= Problem 1 =
In the text on malaria, where did malaria probably first get started?
= Problem 2 =
Carry on with the text about malaria, starting right after its final sentence.

= Extracted text =

Malaria for Kids - fever and chills from a mosquito bite!

Malaria

Baby with malaria
A baby with malaria
(from World Health Organization)
You catch malaria by being bitten by a mosquito that has malaria parasites living inside it. It doesn't hurt the mosquito. When the mosquito bites you, the malaria parasites go from the mosquito's mouth into your blood and then they make lots more parasites inside your body. If you have malaria, you start to get fevers and you feel first very hot and then very cold. About one out of every ten people who caught malaria died of it, especially if they were kids.

More people have probably died from malaria over the last several thousand years than from any other disease that you can catch. Malaria probably first got started in West Africa and Central Africa, at least a hundred and fifty million years ago (150,000,000 BC), though malaria as we know it today probably wasn't around until about 2000 BC. It got started when people began farming in Africa, because farming caused people to settle down and live in villages, and in villages there were a lot of people for mosquitoes to bite, and also lots of little puddles and ponds and wells for them to lay eggs in. Apparently malaria was able to get started better in Africa than in other places because in Africa there weren't very many animals (like cows or dogs) for the mosquitoes to bite, so they mostly bit humans and could pass on the malaria parasites.

= Collected data =
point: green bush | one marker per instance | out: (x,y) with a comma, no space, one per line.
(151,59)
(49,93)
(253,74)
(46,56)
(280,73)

= Task result 1 =
In West Africa and Central Africa.

= Task result 2 =
From its beginnings in Africa, malaria quickly spread all over Asia and Europe. Sumerian and Egyptian doctors from about 1500 to 2000 BC described fevers that sound like malaria. In India, people seem to have been catching malaria by 1000 BC, and malaria was certainly common in China by 1 AD or so. Malaria seems to have infected ancient Italy and Greece during the Hellenistic period (about 500-1 BC) and then northern Europe not until the Middle Ages, about 1000-1500 AD. Rice farming, in both China and Europe, turned out to be an excellent way to spread malaria, and led to big arguments between rice farmers and public health officials.

When European invaders came to North America and South America in the 1500's AD, some of them had malaria, and American mosquitoes caught the disease by biting these sick people. Then in the 1700's when European slave traders forced many African people to come to North America and South America as slaves, they also brought malaria with them.
Gradually many places in both North and South America were infested with malaria, and by the 1750's many people in North America caught it. By 1850 there was malaria all over both North and South America. Along with smallpox and measles, malaria was one of the diseases that killed most of the people who lived in North America - the Chinook, the Iroquois, the Cherokee, and other groups.

By the middle of the 1900's, malaria became less common in the northern half of the world (North America, Europe, Russia and northern China). This was mainly because, thanks to the use of gasoline engines in tractors and farm machinery, most people lived in cleaner, less crowded places, and most people did not live or work on farms anymore. But in the southern half of the world (South America, Africa, India, and south-east Asia), malaria is still killing more than a million people every year, most of them children.